**What the task requires**
Each entry should be quoted word for word, including every mark of punctuation.

══════

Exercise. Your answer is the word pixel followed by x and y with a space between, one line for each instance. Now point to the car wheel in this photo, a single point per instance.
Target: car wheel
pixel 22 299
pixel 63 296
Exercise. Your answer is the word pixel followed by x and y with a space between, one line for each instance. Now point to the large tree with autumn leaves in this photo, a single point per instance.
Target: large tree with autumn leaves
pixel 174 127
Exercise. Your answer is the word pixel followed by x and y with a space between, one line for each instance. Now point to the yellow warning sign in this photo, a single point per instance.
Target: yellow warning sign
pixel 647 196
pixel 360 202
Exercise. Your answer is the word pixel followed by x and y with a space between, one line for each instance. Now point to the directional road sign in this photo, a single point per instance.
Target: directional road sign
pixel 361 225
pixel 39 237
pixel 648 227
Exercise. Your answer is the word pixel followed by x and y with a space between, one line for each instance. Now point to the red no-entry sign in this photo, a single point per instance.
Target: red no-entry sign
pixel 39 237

══════

**Final answer**
Exercise. Your answer is the word pixel followed by x and y with a space between, one line for each instance. Now point to the car wheel in this photo, a single point per instance.
Target: car wheel
pixel 22 299
pixel 63 296
Exercise. Your answer is the word pixel followed by x and y with a space between, one line for each instance. Now point to the large tree with autumn leaves in this photo, a single point per instance.
Target: large tree with autumn leaves
pixel 174 127
Exercise. Your answer is the word pixel followed by x and y with a space between, one line for each instance. Now point to the yellow warning sign in this photo, a single point per instance.
Target: yellow warning sign
pixel 647 196
pixel 360 202
Exercise. Your answer is the word pixel followed by x and y with a space between, one line for each instance. Now point to the directional road sign in this photo, a single point per instance.
Target: directional road sign
pixel 361 225
pixel 39 237
pixel 648 227
Exercise. Your answer is the word pixel followed by x and y with a space between, one line for each instance. Now point to the red no-entry sign in this photo, a single point per instance.
Target: red no-entry sign
pixel 39 237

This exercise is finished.